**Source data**
════
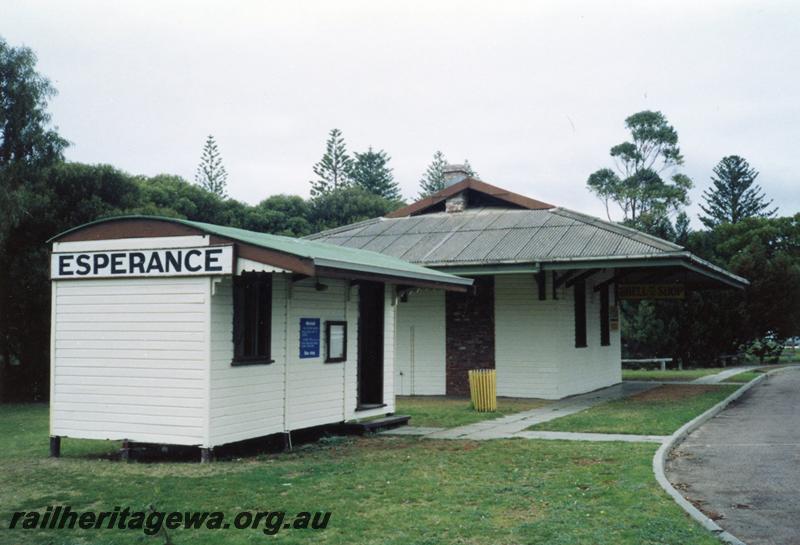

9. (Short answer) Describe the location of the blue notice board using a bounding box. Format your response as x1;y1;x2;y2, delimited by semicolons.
299;318;321;358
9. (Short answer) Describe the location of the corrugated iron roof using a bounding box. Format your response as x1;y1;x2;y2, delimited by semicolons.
307;188;747;288
308;207;680;266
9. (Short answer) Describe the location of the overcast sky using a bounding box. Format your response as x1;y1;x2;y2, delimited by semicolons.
6;0;799;225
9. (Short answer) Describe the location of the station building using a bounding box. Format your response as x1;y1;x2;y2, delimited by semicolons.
309;168;748;399
48;216;470;459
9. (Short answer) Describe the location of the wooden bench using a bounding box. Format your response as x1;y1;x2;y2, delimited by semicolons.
718;354;742;368
622;358;678;371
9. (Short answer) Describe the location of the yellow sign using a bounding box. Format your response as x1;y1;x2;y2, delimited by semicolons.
618;284;685;300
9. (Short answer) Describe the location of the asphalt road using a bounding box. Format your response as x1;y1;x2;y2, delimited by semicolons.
666;368;800;545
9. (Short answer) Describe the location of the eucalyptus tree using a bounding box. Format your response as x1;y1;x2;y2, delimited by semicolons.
586;110;692;225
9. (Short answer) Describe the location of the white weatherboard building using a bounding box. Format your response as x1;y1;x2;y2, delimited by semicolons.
48;216;470;460
309;167;749;400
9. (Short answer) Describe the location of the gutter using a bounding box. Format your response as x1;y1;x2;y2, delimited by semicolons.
423;252;747;289
537;252;749;289
312;258;474;288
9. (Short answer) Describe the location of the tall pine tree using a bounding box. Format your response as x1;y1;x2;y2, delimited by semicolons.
194;135;228;198
310;128;353;197
418;150;448;197
352;147;400;200
700;155;776;228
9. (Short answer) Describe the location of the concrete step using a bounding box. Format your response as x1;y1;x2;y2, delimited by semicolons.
333;415;411;435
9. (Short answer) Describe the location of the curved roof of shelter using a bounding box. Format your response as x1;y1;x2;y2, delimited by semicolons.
49;215;473;290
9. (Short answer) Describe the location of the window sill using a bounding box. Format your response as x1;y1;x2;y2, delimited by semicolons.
231;359;274;367
325;358;346;364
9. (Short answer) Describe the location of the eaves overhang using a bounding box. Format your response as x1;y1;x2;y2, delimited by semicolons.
426;252;748;289
535;252;748;289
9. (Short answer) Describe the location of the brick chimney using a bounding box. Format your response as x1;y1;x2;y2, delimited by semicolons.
443;164;469;213
443;164;469;187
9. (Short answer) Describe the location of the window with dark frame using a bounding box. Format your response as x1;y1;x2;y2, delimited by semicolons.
574;279;587;348
600;284;610;346
232;273;273;365
325;321;347;363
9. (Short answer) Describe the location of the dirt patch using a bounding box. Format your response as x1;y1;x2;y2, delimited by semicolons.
668;447;694;461
491;505;544;526
424;440;483;452
354;436;414;451
629;384;720;402
572;457;611;466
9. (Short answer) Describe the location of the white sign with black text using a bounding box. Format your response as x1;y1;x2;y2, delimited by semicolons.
51;245;234;279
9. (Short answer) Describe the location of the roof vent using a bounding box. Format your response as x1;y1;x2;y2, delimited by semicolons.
443;164;469;188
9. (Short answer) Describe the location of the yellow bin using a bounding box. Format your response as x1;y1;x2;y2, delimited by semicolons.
468;369;497;412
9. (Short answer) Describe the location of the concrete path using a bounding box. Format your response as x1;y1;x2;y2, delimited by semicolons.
692;366;759;385
514;430;668;443
666;368;800;545
382;381;660;441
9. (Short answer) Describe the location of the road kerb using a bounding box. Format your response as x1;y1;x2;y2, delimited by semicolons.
653;367;795;545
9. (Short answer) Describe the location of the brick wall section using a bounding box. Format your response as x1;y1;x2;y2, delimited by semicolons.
445;276;495;395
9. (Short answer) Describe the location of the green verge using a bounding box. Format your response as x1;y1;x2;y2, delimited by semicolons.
0;404;720;545
396;396;549;428
726;370;763;383
621;368;726;382
529;385;740;436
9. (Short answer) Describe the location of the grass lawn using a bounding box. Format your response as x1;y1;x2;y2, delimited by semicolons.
396;396;549;428
779;347;800;363
529;384;740;436
0;404;721;545
726;370;764;383
621;367;726;382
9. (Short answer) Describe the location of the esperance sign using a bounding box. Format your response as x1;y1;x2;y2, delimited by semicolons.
51;246;234;279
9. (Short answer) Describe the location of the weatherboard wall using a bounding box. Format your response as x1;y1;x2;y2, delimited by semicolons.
555;271;621;398
51;235;398;448
207;274;288;447
391;271;621;399
50;275;210;445
284;277;352;430
208;274;369;445
50;236;213;445
394;289;446;395
494;271;620;399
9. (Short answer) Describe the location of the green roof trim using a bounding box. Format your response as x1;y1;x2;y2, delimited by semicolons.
49;215;473;288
════
**TASK DIRECTIONS**
Give back the records above exactly. Pictures stay out.

**OUTPUT**
9. (Short answer) Describe the location of the blue notice board using a bounding box. Format your response as x1;y1;x2;y2, delimited by semicolons.
299;318;321;358
9. (Short answer) Describe the location of the corrugated iron roof using a bounding box. Format your response as x1;y1;x2;y2, delimited by semicolons.
307;188;747;288
308;207;680;266
9. (Short answer) Describe the location of the overcast sky using a bounding box. Format your response as x1;y1;x2;y2, delimited by semicolons.
6;0;799;225
9. (Short answer) Describe the location of the station building using a bounding box. Format your response as x1;y1;x2;y2, delimited by semicolons.
309;168;748;399
48;216;470;459
9. (Short answer) Describe the location of the wooden bench using a bounding box. Format your response as x1;y1;x2;y2, delimited by semicolons.
718;354;742;368
622;358;678;371
9. (Short answer) Describe the location of the yellow sign using a bounding box. Format your response as x1;y1;x2;y2, delimited by semicolons.
618;284;685;300
9. (Short answer) Describe the location of the asphalt road using a bounding box. Format your response as x1;y1;x2;y2, delimited by semicolons.
666;368;800;545
9. (Short answer) Describe the location of the eucalyptus tree using a bounding box. Format your response as x1;y1;x2;y2, delimited by semicolons.
586;110;692;225
9. (Short answer) Describe the location of the white weatherboard building using a bounding box. Format your response as x1;y1;x2;y2, delimited by semicolons.
48;216;470;460
309;167;749;400
9. (Short answer) Describe the location of the gutter using a bounding box. Format your response as x1;y1;x2;y2, delimited by semicolons.
423;252;747;289
537;252;749;289
312;258;474;288
9. (Short answer) Describe the location of the tall pine tree using a bounding box. Format your response as x1;y1;x2;y2, delimited by semicolons.
194;135;228;198
310;128;353;197
418;150;448;197
352;147;400;200
700;155;776;228
9. (Short answer) Describe the location of the concrete step using a bounding box. Format your response as x1;y1;x2;y2, delimited by semicolons.
333;415;411;435
9. (Short answer) Describe the location of the curved roof of shelter using a bounding box. Format your response as x1;y1;x2;y2, delimited by semicolons.
49;215;473;290
9. (Short answer) Describe the location of the window sill using a bounding box. Format your response as x1;y1;x2;y2, delimited by semicolons.
231;359;274;367
325;358;346;364
9. (Short answer) Describe the location of the eaves overhang using a bounding box. Format your response as x1;y1;x2;y2, delimited by semicolons.
426;252;748;289
535;252;748;289
9. (Short answer) Describe the location of the brick chimney using a bounding box. Format your response as x1;y1;x2;y2, delimited by semicolons.
443;164;469;213
443;164;469;187
9. (Short answer) Describe the location of the window with dark frame using a bounding box. Format your response as x1;y1;x2;y2, delimited by semicolons.
574;279;587;348
600;284;610;346
232;273;273;365
325;321;347;363
9. (Short answer) Describe the location of the dirt patch using a bounding box. Format your response as x1;y1;x2;y2, delimited by semicolons.
668;447;694;461
491;505;544;526
424;440;483;452
354;436;414;451
629;384;720;402
572;457;611;466
9. (Short answer) Describe the location of the white sign with black text using a bounding box. Format your response as x1;y1;x2;y2, delimited by semicolons.
51;245;234;279
9. (Short answer) Describe the location of the roof vent using a bounding box. Format your response as x1;y1;x2;y2, delimited by semicolons.
443;164;469;188
9. (Short answer) Describe the location of the yellow bin using a bounding box. Format your response as x1;y1;x2;y2, delimited by semicolons.
468;369;497;412
9. (Short answer) Describe the location of the concrete path using a bounding box. Format your response as x1;y1;x2;y2, delimited by semicolons.
692;366;759;385
514;430;668;443
666;368;800;545
382;381;660;441
9. (Short answer) Describe the location of the road kerb using a bounding box. Format your response as x1;y1;x2;y2, delimited by semicolons.
653;367;795;545
9. (Short answer) Describe the location of the brick wall section using a bounding box. Format your response as x1;y1;x2;y2, delimited by semicolons.
445;276;495;395
9. (Short answer) Describe the location of the green verge using a bounding box. Format your response as x1;y1;x2;y2, delimited by semicolons.
0;404;720;545
396;396;549;428
726;370;763;383
621;368;726;382
529;385;740;436
9. (Short answer) Describe the location of the grass lawn using a bounding box. Format your response as x1;y1;x2;y2, delimited by semicolons.
396;396;549;428
779;347;800;363
529;384;740;436
0;404;721;545
726;370;764;383
621;367;726;382
9. (Short answer) Describe the location of the esperance sign using a bounding box. Format your response as x1;y1;x2;y2, delimited by semicolons.
51;246;234;279
9. (Short answer) Describe the location of the weatherboard wall using a bounding box. Format your response as x1;y1;x2;y2, delimited by semicolons.
555;271;621;398
51;235;398;448
207;274;288;447
391;271;621;399
50;275;210;445
284;277;352;430
208;274;369;445
50;236;213;445
394;289;446;395
494;271;620;399
9. (Short answer) Describe the location of the green roof trim using a bounding box. Format your response as x1;y1;x2;y2, delimited by semicolons.
49;215;473;288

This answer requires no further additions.